● Work to complete: Could you update the listing so that "dusk sky" becomes "evening sky" everywhere, with all else left as is and the pictures left out of your reply?

● Saved data entries:
[START]
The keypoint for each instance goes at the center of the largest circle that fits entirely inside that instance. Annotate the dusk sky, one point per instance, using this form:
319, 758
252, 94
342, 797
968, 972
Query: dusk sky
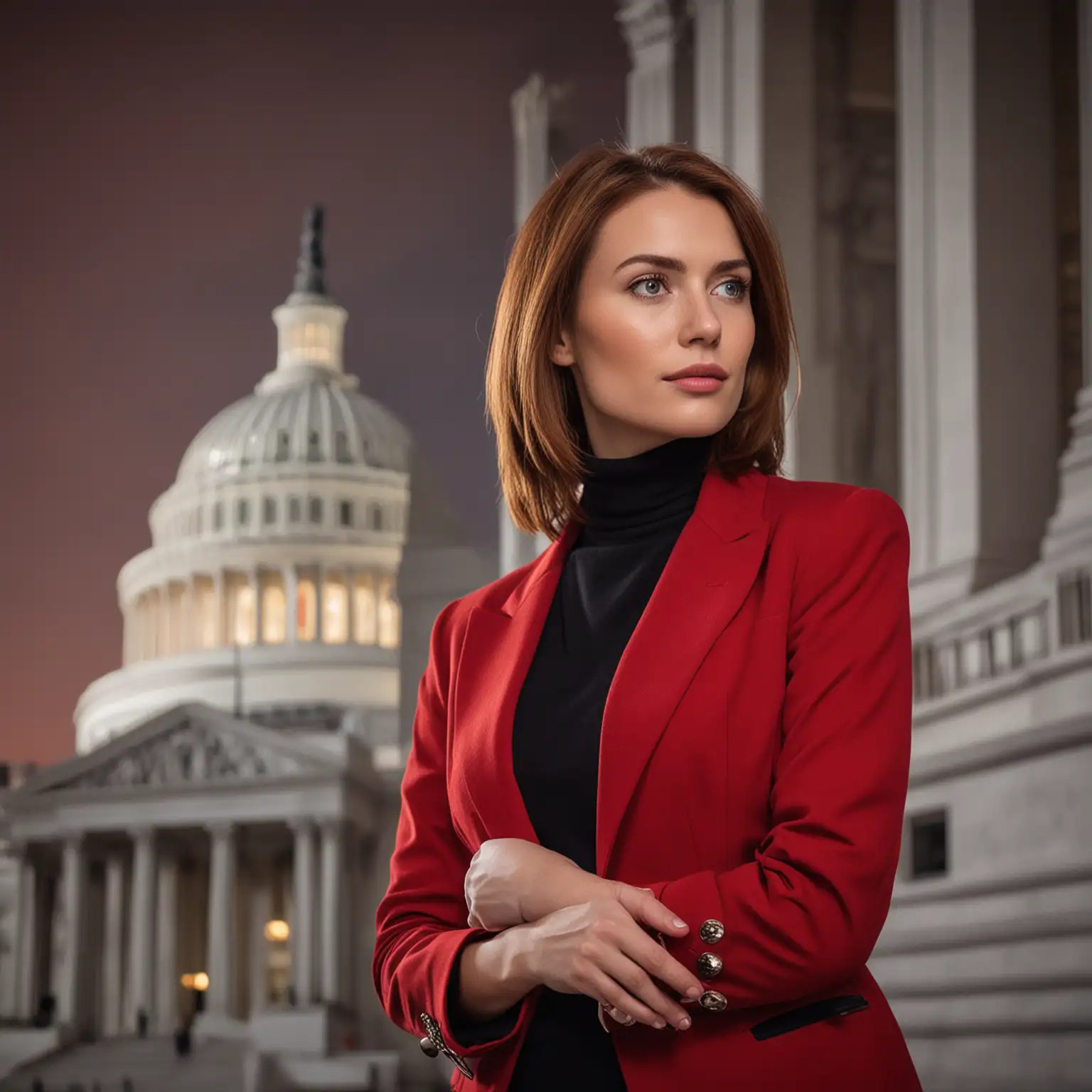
[END]
● Written response:
The keypoint for each instance goes at the center of the largest circle that fits entirely inside that instance. Annotate the evening sky, one point per instance, using this form:
319, 758
252, 94
342, 797
968, 972
Query: evening sky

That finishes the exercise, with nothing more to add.